### Problem to solve
Taking the entries below from the top, restate each line exactly and end with the line containing "TARGET: packed ski track".

### Data for processing
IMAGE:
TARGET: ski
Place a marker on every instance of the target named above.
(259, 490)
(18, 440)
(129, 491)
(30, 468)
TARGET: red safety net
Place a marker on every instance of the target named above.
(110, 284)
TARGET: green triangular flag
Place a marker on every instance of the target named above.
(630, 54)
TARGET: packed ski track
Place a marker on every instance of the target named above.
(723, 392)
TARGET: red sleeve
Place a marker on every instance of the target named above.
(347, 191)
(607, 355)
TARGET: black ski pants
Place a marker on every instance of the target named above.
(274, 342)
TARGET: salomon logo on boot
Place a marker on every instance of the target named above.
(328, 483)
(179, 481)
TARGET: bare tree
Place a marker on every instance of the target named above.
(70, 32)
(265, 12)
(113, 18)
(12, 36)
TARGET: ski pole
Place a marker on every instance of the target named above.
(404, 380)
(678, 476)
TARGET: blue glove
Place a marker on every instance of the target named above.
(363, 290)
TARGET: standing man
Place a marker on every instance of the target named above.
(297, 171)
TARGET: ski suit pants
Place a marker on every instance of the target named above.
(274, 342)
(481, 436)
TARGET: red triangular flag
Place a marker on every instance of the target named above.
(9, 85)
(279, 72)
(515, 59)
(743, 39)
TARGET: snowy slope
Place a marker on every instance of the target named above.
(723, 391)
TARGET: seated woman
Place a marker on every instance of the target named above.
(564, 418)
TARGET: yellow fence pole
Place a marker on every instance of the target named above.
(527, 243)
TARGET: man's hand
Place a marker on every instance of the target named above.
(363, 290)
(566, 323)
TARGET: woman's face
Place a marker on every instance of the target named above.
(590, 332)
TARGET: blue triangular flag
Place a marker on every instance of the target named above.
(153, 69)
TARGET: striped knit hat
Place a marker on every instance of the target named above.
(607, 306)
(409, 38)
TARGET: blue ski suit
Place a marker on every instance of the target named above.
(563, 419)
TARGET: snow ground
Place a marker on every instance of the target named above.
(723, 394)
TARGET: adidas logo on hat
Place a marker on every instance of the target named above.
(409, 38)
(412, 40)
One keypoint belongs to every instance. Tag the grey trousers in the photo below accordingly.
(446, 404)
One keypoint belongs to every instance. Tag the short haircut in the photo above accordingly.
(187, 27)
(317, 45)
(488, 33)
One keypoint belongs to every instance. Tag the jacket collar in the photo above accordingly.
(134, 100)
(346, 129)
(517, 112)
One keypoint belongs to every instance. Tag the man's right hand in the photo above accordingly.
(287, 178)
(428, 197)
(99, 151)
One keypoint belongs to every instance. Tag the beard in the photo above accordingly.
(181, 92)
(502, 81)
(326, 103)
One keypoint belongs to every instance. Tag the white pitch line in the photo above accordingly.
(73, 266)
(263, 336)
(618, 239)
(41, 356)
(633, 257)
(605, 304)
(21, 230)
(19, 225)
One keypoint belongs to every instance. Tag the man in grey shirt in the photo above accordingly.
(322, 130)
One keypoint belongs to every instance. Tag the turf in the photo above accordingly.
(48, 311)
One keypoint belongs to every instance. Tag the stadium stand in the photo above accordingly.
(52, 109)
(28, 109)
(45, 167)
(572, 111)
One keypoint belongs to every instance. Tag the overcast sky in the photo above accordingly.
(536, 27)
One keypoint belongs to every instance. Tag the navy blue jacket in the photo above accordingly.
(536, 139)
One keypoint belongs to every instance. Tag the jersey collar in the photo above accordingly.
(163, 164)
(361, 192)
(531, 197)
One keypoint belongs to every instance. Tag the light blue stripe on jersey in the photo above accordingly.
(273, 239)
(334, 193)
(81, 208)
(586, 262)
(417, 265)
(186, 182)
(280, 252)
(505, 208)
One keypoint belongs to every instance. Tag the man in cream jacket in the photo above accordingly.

### Reply to the task
IMAGE:
TARGET: ski
Place a marker on every instance of the target named above.
(259, 490)
(18, 440)
(129, 491)
(30, 468)
TARGET: red safety net
Place a marker on every instance of the target named above.
(110, 284)
TARGET: green triangular flag
Place a marker on every instance of the target named above.
(630, 54)
TARGET: packed ski track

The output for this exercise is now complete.